■ **Activity 1**:
Answer these questions using the text on Windows processes, each answer on its own line marked (a), (b) or (c):
(a) What is the number of the Knowledge Base article in which Microsoft gives information on default Windows 2000 processes?
(b) What does the source IP address in an alert or log entry identify?
(c) To what path did the malicious service found during the worm outbreak point?
■ **Activity 2**:
Write out the part of the text on Windows processes starting with "Another important point" and going on through "the operating system.", word for word.

■ **Selected text**:
· · · · · · ·

Microsoft provides some information regarding default processes on Windows 2000 systems in Knowledge Base article Q263201 (http://support.microsoft.com/kb/263201/en-us).

However, many investigators and even system administrators are not familiar enough with Windows systems to recognize default or "normal" processes at a glance. This is especially true when you consider that the Windows version (e.g., Windows 2000, XP, 2003, or Vista) has a great deal to do with what is "normal." For example, default processes on Windows 2000 are different from those on Windows XP, and that is just for a clean, default installation, without additional applications added. Also consider that different hardware configurations often require additional drivers and applications. The list of variations can go on, but the important point to keep in mind is that what constitutes a "normal" or legitimate process can depend on a lot of different factors, so you need to have a process for examining your available data and determining the source of the issue you’re investigating. This is important, as having a process means you have steps that you can follow, and if something needs to be added or modified, you can do so easily. Without a process, how do you determine what went wrong, and what you can do to improve it? If you don’t know what you did, how do you fix it?

Perhaps the best way to get started is to dive right in. When correlating and analyzing volatile data, it helps to have an idea of what you’re looking for. One of the biggest issues that some information technology (IT) administrators and responders face when an incident occurs is tracking down the source of the incident based on the information they have available. One example is when an alert appears in the network-based intrusion detection system (NIDS) or an odd entry appears in the firewall logs. Many times, this may be the result of malware (e.g., worm) infection. Usually, the alert or log entry will contain information such as the source Internet Protocol (IP) address and port, as well as the destination IP address and port. The source IP address identifies the system from which the traffic originated, and as you saw in next topic, if you have the source port of the network traffic, you can use that information to determine the application that sent the traffic, and identify the malware.

Warning::

Keep in mind that for traffic to appear on the network, some process someplace has to have generated it. However, some processes are short-lived (e.g., a downloader that grabs and installs another file, such as a Trojan, and then terminates), and attempting to locate a process based on traffic seen in firewall logs four hours ago (and not once since then) can be frustrating. If the traffic appears on a regular basis, be sure to check all possibilities. This includes examining the source IP address of the traffic to locate the system transmitting it, and even installing a network "sniffer" to capture and examine the network traffic to determine whether it is "spoofed."

Another important point is that malware authors will often attempt to hide the presence of their applications on a system by using a familiar name, or a name similar to a legitimate file that an administrator may recognize. If the investigator searches the Web for the name, the search will return information indicating that the file is innocuous or is a legitimate file used by the operating system.

Warning::

While responding to a worm outbreak on a corporate network, I determined that part of the infection was installed on the system as a Windows service that ran from an executable image file named alg.exe. Searching for information on this filename, the administrators had determined that this was a legitimate application called the "Application Layer Gateway Service." This service appears in the Registry under the CurrentControlSet\Services key, in the ALG subkey, and points to %SystemRoot%\system32\alg.exe as its executable image file. However, the service I found was located within the "Application Layer Gateway Service" subkey (first hint: the subkey name is incorrect) and pointed to %SystemRoot%\alg.exe. Be very careful when searching for filenames, as even the best of us can be tripped up by the information that is returned via such a search. I’ve seen seasoned malware analysts make the mistake of determining the nature of a file using nothing more than the filename.

· · · · · · ·

■ **Records**:
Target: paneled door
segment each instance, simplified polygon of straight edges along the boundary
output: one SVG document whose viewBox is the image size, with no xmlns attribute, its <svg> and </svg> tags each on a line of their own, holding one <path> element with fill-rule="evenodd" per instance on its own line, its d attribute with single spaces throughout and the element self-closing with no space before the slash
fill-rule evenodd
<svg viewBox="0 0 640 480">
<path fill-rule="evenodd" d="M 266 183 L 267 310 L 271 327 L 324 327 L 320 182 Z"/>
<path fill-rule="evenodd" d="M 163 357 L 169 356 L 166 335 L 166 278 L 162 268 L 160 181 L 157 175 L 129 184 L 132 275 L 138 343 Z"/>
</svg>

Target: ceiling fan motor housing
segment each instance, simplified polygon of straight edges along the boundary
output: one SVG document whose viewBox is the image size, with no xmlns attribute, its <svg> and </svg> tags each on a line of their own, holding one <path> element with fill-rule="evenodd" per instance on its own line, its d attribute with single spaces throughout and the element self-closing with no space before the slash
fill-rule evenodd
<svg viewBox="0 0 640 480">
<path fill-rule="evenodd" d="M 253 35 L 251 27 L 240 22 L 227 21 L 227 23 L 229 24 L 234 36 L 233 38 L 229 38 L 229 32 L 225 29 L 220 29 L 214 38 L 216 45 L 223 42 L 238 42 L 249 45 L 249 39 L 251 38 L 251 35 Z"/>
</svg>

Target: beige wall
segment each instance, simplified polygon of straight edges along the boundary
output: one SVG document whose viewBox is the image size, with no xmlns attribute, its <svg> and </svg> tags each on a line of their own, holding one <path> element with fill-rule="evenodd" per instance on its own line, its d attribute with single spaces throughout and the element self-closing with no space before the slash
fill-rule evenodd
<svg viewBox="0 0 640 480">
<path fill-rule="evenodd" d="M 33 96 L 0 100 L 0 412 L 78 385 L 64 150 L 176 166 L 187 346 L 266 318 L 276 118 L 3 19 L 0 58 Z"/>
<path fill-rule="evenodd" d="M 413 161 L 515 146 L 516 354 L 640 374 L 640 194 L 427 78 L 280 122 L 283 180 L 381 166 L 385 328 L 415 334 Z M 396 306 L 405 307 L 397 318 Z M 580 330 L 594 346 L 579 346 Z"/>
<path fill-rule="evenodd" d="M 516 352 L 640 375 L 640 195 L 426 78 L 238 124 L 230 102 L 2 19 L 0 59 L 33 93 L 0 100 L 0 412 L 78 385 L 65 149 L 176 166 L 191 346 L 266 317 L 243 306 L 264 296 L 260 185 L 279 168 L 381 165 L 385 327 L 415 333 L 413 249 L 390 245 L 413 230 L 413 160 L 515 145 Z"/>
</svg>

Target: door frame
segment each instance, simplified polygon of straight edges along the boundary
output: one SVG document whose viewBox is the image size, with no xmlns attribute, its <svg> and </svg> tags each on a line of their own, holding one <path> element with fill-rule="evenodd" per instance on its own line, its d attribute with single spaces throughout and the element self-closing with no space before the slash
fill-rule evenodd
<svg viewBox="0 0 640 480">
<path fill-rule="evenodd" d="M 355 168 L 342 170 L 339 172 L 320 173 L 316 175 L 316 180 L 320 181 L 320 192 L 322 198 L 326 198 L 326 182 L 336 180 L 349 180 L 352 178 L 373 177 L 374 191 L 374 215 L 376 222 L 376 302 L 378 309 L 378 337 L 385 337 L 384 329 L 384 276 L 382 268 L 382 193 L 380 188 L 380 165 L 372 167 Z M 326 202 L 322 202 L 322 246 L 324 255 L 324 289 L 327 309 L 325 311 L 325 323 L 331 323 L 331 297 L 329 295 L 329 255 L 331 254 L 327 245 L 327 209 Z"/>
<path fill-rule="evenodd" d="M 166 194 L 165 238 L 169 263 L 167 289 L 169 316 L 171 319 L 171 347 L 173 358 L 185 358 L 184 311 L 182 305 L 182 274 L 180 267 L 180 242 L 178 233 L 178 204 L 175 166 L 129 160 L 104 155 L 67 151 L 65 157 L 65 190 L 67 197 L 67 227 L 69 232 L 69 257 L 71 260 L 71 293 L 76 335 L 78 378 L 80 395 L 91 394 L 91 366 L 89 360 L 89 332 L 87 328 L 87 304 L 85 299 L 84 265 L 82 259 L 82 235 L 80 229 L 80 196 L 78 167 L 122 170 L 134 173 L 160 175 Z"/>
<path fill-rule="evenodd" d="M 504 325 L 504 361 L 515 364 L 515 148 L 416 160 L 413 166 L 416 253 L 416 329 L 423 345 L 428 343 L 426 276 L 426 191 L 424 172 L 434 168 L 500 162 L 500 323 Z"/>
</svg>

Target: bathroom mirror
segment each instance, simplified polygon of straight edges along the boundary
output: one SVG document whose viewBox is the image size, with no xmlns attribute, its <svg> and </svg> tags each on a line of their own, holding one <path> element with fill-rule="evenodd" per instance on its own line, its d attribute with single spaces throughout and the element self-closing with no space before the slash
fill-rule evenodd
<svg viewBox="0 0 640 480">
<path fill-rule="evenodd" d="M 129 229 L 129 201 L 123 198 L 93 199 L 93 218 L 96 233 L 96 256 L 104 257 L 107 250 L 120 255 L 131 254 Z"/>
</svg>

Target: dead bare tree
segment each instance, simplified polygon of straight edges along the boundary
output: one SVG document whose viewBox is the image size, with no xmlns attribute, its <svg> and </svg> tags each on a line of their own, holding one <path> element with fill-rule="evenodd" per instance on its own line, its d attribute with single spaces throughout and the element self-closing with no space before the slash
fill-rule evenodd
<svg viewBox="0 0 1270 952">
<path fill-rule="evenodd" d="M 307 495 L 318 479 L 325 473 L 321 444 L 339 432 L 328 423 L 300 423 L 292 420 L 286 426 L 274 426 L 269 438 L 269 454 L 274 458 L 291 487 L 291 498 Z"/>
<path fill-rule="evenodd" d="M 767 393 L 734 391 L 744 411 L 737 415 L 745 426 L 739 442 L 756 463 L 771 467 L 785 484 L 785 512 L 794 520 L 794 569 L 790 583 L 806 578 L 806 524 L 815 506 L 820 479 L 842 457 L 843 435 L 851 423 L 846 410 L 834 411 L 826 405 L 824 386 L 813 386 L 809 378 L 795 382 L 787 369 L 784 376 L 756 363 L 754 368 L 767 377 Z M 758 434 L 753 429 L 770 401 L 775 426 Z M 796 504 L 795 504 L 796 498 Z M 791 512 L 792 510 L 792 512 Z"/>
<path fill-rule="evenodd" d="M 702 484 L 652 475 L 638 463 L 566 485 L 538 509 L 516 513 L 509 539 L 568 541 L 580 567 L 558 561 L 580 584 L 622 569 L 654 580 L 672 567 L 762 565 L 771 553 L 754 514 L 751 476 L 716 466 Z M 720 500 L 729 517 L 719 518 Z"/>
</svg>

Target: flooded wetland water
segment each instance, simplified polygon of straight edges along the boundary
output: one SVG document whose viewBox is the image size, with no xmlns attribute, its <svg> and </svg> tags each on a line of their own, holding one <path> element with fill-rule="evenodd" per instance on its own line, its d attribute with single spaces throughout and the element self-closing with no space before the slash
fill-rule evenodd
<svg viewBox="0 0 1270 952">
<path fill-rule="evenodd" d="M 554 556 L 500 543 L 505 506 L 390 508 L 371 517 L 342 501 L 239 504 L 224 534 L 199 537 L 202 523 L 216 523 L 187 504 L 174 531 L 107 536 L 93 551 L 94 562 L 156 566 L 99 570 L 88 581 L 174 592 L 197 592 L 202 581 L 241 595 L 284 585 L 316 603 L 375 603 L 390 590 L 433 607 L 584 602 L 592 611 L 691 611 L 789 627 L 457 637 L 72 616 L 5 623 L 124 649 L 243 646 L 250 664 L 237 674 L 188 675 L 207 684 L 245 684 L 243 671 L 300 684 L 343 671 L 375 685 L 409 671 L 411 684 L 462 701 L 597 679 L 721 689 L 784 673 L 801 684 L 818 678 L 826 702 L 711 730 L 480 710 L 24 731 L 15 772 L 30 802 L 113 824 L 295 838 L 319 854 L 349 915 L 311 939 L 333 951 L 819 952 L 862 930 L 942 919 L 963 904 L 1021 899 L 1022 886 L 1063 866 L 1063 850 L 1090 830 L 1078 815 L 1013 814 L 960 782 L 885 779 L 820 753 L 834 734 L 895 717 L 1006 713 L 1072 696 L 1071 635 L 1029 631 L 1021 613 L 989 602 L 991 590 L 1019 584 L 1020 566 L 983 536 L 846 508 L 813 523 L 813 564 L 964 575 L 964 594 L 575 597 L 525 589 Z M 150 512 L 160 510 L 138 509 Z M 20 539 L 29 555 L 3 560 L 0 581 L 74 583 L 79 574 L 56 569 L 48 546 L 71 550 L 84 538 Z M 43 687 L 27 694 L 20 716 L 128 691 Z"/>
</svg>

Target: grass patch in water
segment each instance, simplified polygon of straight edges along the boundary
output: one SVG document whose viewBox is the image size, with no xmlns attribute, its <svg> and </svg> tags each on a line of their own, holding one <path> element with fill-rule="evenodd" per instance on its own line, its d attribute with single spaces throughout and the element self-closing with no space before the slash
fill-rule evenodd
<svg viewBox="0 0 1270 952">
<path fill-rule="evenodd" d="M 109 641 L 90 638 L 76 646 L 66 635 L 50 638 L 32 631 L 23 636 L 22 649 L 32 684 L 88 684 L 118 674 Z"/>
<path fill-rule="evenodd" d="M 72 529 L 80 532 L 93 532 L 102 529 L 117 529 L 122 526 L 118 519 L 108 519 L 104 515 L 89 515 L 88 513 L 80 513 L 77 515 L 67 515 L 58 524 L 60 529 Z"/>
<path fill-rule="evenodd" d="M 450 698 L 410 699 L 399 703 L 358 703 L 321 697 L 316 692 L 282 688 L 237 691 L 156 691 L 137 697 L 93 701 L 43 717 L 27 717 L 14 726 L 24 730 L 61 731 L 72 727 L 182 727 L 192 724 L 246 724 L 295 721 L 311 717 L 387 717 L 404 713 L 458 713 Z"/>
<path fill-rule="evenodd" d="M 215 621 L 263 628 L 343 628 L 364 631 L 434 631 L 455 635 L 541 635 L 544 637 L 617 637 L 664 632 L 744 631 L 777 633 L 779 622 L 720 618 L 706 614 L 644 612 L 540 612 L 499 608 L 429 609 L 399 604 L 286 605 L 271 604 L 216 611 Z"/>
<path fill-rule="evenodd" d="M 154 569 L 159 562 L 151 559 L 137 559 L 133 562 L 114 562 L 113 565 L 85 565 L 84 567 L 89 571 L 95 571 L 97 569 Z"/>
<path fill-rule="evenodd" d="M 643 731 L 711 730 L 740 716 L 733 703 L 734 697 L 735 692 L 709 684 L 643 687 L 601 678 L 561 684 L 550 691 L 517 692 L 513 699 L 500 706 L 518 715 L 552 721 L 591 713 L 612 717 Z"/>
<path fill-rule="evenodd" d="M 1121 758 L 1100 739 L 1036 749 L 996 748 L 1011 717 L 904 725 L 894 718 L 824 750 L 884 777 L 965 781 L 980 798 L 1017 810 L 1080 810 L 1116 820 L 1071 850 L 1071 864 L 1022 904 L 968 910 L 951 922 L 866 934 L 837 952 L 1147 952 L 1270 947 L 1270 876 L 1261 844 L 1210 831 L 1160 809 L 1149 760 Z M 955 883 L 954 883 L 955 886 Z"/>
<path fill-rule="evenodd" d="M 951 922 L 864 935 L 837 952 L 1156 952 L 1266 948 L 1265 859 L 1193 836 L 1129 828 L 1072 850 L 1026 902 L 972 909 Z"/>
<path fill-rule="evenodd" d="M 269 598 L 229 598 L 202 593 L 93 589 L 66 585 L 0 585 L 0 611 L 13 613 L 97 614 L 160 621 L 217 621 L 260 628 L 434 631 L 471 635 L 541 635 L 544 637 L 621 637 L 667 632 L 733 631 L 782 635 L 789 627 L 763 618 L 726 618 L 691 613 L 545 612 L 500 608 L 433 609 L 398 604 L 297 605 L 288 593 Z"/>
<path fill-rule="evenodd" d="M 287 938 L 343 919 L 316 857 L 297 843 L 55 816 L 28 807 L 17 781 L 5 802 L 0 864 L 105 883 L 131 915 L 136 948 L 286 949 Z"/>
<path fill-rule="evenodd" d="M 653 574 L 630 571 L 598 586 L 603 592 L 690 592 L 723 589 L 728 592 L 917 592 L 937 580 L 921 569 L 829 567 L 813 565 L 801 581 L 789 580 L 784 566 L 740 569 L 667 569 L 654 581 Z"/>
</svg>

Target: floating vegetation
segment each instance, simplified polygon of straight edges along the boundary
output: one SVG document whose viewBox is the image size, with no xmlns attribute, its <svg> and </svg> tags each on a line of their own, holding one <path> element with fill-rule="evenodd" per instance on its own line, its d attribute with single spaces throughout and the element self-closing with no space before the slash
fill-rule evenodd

· · · · · · ·

■ **Task solution 1**:
(a) Q263201
(b) The system from which the traffic originated
(c) %SystemRoot%\alg.exe

■ **Task solution 2**:
Another important point is that malware authors will often attempt to hide the presence of their applications on a system by using a familiar name, or a name similar to a legitimate file that an administrator may recognize. If the investigator searches the Web for the name, the search will return information indicating that the file is innocuous or is a legitimate file used by the operating system.